Lines of data
━━━━━━━━━━━━━━━━

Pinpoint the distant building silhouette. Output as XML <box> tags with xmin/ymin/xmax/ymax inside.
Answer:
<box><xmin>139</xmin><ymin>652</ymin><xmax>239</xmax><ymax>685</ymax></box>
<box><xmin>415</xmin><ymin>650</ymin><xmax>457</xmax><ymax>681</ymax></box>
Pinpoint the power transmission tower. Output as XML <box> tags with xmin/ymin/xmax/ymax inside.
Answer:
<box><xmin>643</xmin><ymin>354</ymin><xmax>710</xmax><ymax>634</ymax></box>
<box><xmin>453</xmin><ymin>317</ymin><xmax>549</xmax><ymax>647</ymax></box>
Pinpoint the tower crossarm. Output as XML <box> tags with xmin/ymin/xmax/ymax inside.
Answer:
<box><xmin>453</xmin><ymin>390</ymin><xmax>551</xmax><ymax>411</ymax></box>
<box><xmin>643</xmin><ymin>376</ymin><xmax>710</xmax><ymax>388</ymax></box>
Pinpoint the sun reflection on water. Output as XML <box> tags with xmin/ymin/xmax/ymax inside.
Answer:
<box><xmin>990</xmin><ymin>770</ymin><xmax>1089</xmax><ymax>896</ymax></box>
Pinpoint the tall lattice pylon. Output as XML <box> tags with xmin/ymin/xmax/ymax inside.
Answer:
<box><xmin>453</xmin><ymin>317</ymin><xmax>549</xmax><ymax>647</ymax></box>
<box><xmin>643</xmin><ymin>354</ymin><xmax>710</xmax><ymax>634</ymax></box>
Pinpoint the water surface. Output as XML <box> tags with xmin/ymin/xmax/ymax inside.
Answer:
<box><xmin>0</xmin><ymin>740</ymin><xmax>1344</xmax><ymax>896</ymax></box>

━━━━━━━━━━━━━━━━

Rewrite the lines from the one containing "Pinpoint the sun" through the last line above, leaving the requests unchanged. Multiply each box coordinate in the answers by 0.85 and round it to a whole number, with halves rounded up.

Pinpoint the sun reflection on water. Output as XML <box> tags with xmin/ymin/xmax/ymax inside.
Answer:
<box><xmin>842</xmin><ymin>655</ymin><xmax>926</xmax><ymax>762</ymax></box>
Pinpoint the tall lattice pylon. Output as XML <box> tags with xmin/ymin/xmax/ymax inside.
Answer:
<box><xmin>385</xmin><ymin>269</ymin><xmax>467</xmax><ymax>550</ymax></box>
<box><xmin>547</xmin><ymin>301</ymin><xmax>604</xmax><ymax>539</ymax></box>
Pinpoint the water surface. Output as XML <box> tags with xmin/ymin/xmax/ymax inside.
Answer:
<box><xmin>0</xmin><ymin>629</ymin><xmax>1142</xmax><ymax>762</ymax></box>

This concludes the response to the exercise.